> _WHAT YOU SHOULD DO_: Please collect every line in the material below that contains the word "this", copying each line in full.

> _RECORDS TO USE_:
____

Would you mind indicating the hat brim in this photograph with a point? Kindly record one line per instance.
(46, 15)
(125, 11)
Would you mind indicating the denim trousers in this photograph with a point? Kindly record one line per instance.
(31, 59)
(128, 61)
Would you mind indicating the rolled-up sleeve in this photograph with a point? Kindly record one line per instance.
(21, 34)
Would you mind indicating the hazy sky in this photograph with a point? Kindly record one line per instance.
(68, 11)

____

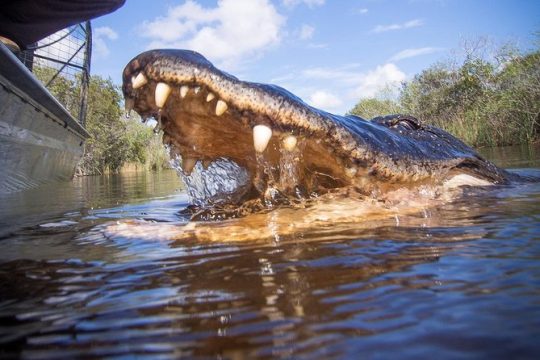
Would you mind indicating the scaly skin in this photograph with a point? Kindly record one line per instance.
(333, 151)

____

> _ANSWER BELOW_:
Would you mind indicating the hat brim in this photograph with a point? Kindly record one line per instance.
Would you mind indicating the denim trousers in this photograph with a point? Kindly record one line per instance.
Would you mind indicating the rolled-up sleeve in this photograph with a point? Kindly record one line per instance.
Would you mind indicating the hazy sky in this photograph with a point? Kindly record one line per instance.
Would you mind indicating the scaly skin in this photograph with a point? Kindly record one line per instance.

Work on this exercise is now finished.